**Text provided**
========
Laser scanning confocal microscope lsm800

MDA-MB-231 cells (1 × 10⁴ cells/well) were plated in a Nunc™ 177,437 Lab-Tek Chamber Slide System (Thermo Fisher Scientific, Rochester, NY, USA) and allowed to adhere overnight. The various stages of autophagy were monitored by the Premo™ Autophagy Tandem Sensor RFP-GFP LC3B Kit (Life Technologies, Carlsbad, CA, USA) according to the manufacturer’s instructions, which achieved efficient transduction using insect Baculovirus carrying the acid-sensitive LC3B-fluorescent protein chimera with a mammalian promoter. After the cells were treated overnight with 3 μL of BacMam reagents containing RFP-GFP-LC3B DNA, specified concentrations of drugs were subsequently added to the cell medium for 48 h. Aloperine (100 μM) was the positive control and induced autophagic flux, which was blocked by CQ. The media were removed, and live cell imaging solution containing Hoechst 33342 (1 µg/mL) was added and incubated for 20 min in the dark. The cells were then washed with 1× phosphate-buffered saline (PBS), covered in mounting medium (F4680) (Sigma-Aldrich, Inc. St. Louis, MO, USA), and imaged using a Zeiss laser scanning confocal microscope LSM800 (Carl Zeiss Microscopy GmbH, Jena, Germany).
========
**Given records**

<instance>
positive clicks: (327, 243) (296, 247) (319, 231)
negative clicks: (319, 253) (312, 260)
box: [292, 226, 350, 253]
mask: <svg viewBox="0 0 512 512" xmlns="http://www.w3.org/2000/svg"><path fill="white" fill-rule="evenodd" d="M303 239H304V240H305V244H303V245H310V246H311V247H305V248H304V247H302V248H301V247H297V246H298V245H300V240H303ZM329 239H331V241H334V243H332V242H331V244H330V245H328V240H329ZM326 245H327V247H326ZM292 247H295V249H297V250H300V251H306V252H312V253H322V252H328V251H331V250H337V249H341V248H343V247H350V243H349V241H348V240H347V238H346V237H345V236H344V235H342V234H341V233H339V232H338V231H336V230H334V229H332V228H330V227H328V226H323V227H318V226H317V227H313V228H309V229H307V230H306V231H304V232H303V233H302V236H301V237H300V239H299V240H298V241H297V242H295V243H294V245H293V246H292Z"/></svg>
========
**Prompt**
Using the LSM800 microscopy text above, decide whether each statement agrees with it. Answer yes or no for each one, and quote the deciding words from the text.
(a) After the Hoechst 33342 solution was added, the cells were incubated for 20 minutes in the dark.
(b) The drugs stayed in the cell medium for 24 hours.
(c) Aloperine was the negative control.

**Result of the exercise**
(a) Yes: "live cell imaging solution containing Hoechst 33342 (1 µg/mL) was added and incubated for 20 min in the dark."
(b) No: "specified concentrations of drugs were subsequently added to the cell medium for 48 h."
(c) No: "Aloperine (100 μM) was the positive control"